• About this task:
Could you please retype the records exactly, minus their pictures?

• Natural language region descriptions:
---*---
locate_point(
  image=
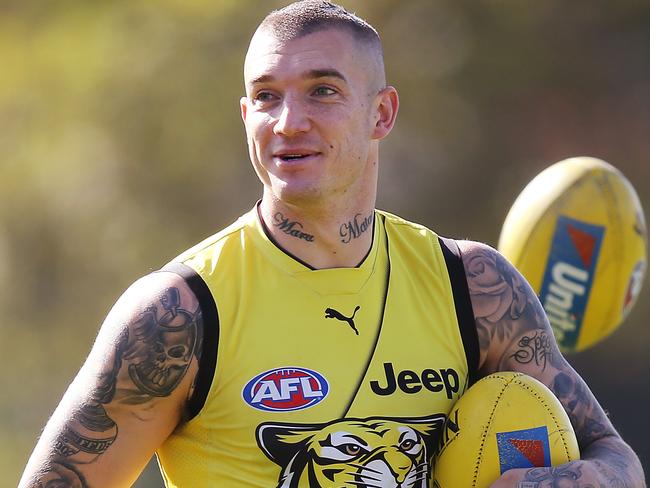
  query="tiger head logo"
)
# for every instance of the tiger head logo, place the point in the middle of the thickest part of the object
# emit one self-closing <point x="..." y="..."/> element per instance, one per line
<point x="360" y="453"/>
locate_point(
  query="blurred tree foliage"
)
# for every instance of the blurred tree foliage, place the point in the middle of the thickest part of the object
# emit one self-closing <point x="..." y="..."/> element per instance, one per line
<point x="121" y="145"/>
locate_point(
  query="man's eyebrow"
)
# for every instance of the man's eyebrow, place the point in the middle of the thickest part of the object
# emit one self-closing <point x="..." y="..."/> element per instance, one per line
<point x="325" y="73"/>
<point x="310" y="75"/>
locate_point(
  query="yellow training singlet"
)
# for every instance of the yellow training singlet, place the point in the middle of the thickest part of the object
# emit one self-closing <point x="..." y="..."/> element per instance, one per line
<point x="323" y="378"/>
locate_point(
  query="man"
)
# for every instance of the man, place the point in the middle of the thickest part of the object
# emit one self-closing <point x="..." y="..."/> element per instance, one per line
---*---
• Response to this exercise:
locate_point(
  image=
  query="tiger head logo"
)
# for every instance of the tiger head logo, place the point in the middle of the thickest part of the object
# emit one self-closing <point x="..." y="..."/> element per instance, one per line
<point x="360" y="453"/>
locate_point(
  query="blurred tree foliage"
)
# for every instance of the blurred tree foliage, place the point in the middle of the thickest part of the object
# emit one self-closing <point x="..." y="..."/> element per instance, one per line
<point x="121" y="145"/>
locate_point(
  query="man's eyebrow"
)
# for every instance of the man's eyebrow, place the point in the middle of the thickest part of the object
# emit one self-closing <point x="..." y="..."/> element per instance, one per line
<point x="325" y="73"/>
<point x="310" y="75"/>
locate_point(
  query="yellow training singlet"
)
# for every instance of the yellow training singlet, place the point in the middle of the thickest part of the object
# emit one self-closing <point x="..." y="..."/> element per instance, one per line
<point x="323" y="378"/>
locate_point(
  query="man"
)
# for every instance of the man, place the point in the middle of the thickest part of the object
# emit one self-closing <point x="..." y="..."/> element per instance, one per line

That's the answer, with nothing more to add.